▸ **DIRECTIONS FOR THIS TASK**
Return each entry unchanged.

▸ **DATA PROVIDED**
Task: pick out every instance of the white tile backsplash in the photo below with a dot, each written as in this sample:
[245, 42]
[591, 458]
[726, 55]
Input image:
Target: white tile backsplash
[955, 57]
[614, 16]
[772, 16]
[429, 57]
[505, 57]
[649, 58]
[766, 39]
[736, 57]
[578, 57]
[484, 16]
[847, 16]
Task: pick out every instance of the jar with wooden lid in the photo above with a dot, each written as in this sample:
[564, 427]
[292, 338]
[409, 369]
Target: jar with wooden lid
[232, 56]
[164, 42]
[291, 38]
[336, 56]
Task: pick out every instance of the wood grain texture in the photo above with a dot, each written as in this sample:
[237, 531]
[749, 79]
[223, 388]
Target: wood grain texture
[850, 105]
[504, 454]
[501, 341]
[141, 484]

▸ **EXPECTED ANSWER**
Task: pick out every instance of the white tile backsplash in the photo below with a dot, each written as in this sample:
[245, 42]
[591, 458]
[726, 55]
Input image:
Target: white tile backsplash
[955, 57]
[614, 16]
[772, 16]
[429, 57]
[505, 57]
[649, 58]
[766, 39]
[736, 57]
[578, 57]
[484, 16]
[847, 16]
Task: pick out every instance of the jar with wooden lid in the photo above with a dot, each written as in this sample:
[564, 427]
[292, 338]
[409, 369]
Target: jar with wooden lid
[232, 56]
[164, 42]
[291, 38]
[336, 56]
Task: pick out every instance of the wood grain texture in the photo above with a dot, each written as in this sample:
[237, 531]
[749, 79]
[223, 388]
Target: wood grain texture
[850, 105]
[504, 454]
[501, 341]
[141, 484]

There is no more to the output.